SUPPLIED RECORDS -
■ ■ ■ ■ ■ ■ ■
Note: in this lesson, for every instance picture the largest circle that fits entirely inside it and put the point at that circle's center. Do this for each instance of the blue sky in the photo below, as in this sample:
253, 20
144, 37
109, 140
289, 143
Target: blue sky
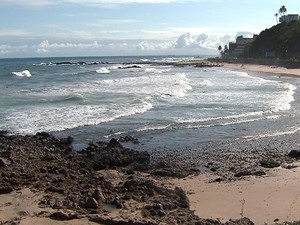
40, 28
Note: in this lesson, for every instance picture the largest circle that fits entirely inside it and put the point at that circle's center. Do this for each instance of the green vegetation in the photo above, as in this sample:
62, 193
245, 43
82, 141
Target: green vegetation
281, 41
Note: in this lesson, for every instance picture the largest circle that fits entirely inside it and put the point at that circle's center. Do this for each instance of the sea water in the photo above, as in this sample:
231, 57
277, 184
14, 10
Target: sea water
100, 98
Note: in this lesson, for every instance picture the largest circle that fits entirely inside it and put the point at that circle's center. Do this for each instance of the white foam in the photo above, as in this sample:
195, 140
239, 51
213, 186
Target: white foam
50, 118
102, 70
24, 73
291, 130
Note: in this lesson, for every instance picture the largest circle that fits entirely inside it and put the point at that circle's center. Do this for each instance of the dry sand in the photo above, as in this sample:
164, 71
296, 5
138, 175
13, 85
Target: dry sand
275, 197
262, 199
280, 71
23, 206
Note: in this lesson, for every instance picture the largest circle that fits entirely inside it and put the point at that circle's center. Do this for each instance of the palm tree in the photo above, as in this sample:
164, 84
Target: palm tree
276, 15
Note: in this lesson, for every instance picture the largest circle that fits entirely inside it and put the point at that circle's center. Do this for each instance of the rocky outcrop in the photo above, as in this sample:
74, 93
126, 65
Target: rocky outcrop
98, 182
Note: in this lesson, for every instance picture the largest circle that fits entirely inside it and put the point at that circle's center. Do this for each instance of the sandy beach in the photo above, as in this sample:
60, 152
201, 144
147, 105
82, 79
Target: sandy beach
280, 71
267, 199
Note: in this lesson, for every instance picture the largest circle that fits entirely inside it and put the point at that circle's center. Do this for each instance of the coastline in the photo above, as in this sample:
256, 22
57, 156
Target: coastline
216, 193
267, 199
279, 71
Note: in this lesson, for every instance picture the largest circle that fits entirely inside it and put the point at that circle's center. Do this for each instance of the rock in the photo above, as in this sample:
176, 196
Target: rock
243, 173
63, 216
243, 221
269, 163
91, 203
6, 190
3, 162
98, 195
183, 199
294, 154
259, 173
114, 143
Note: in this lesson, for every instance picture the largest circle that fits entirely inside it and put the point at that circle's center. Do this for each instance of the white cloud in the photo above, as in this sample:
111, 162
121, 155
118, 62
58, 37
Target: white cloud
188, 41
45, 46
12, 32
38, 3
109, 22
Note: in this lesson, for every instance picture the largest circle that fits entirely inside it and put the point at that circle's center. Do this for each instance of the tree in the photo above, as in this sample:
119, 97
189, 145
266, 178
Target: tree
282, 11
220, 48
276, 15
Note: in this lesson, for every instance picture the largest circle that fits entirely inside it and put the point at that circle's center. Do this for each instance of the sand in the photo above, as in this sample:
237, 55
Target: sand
■ ■ ■ ■ ■ ■ ■
TASK DETAILS -
Return the material exactly as given, apart from the pictures.

THE ANSWER -
Note: in this lesson, for every instance picture the largest circle that fits entirely inside it and put the point at that circle's center. Do this for each instance of the blue sky in the photo below, as in this sample:
253, 20
144, 37
109, 140
289, 143
Target: blue sky
40, 28
Note: in this lesson, for every instance picture the largest circle that fits entirely inside it and put the point at that circle's center. Do this for each instance of the green vegetation in the photo above, as in this sample:
62, 193
245, 43
82, 141
Target: green vegetation
281, 41
Note: in this lesson, for every instance picture the largest circle that fits entirely inside it and put the point at that circle's center. Do this for each instance of the sea water in the photo above, as in this sample:
231, 57
277, 184
14, 10
Target: sea water
100, 98
Note: in this lesson, for every instance picture the largest circle that fits entirely inside it and put the point at that circle's center. Do this for each instance of the white foam in the photo above, as in this sample:
195, 140
239, 51
213, 186
Target: white foam
50, 118
102, 70
24, 73
291, 130
Note: in this lesson, for every instance picture the largest circle that fits entirely inside it and put the point at that circle's center. Do this for each instance of the dry sand in the photo above, as in this sample:
164, 71
296, 5
138, 175
13, 85
Target: dry sand
275, 197
262, 199
280, 71
23, 206
Note: in this lesson, for every instance picture the largest circle that fits entirely inside it and put the point at that circle's center. Do this for each instance of the palm tree in the photo above, as in this sample:
164, 84
Target: palm tree
276, 15
Note: in this lesson, for every instance picture the largest circle that fits entirely inside it and put the point at that circle's center. Do this for each instance of the rocky outcrop in the photo above, as in this sample:
74, 93
126, 65
Target: rocky outcrop
98, 182
Note: in this lesson, for every instance picture the largest circle that fits entirely inside it and put the point at that circle's center. Do this for each instance of the sandy beach in the photo above, as in this sample:
60, 152
201, 144
147, 105
82, 79
Target: sandy beach
280, 71
267, 199
Note: in this lesson, for every instance picture the largest circle that fits entirely inside it and put the point at that circle's center. Do this for each instance of the coastline in the photo above, as in this sample:
256, 22
57, 156
Target: coastline
216, 193
267, 199
279, 71
Note: in this lesson, for every instance picture the largest circle that fits entirely inside it and put the point at that circle's center. Do this for each instance of the rock in the photo above, as in this sample:
176, 196
Target: rock
243, 173
63, 216
243, 221
269, 163
91, 203
6, 190
3, 162
98, 195
183, 199
294, 154
259, 173
114, 143
Note: in this lesson, for every instance picture the largest circle that fits entirely inside it and put the point at that circle's center. Do this for each instance of the white cloud in the photo above, as in this sample:
111, 162
121, 155
118, 62
58, 37
Target: white cloud
188, 41
45, 46
12, 32
38, 3
109, 22
Note: in this lesson, for every instance picture the largest circle that fits entirely inside it and put the point at that circle's center. Do this for each instance of the tree in the photo above, as in this sample:
119, 97
189, 145
266, 178
Target: tree
282, 11
220, 48
276, 15
Note: in this lesson, for every instance picture the largest circle that fits entirely inside it and put the point at that circle's center. Do this for each instance of the sand in the photo above, as in this sample:
237, 55
Target: sand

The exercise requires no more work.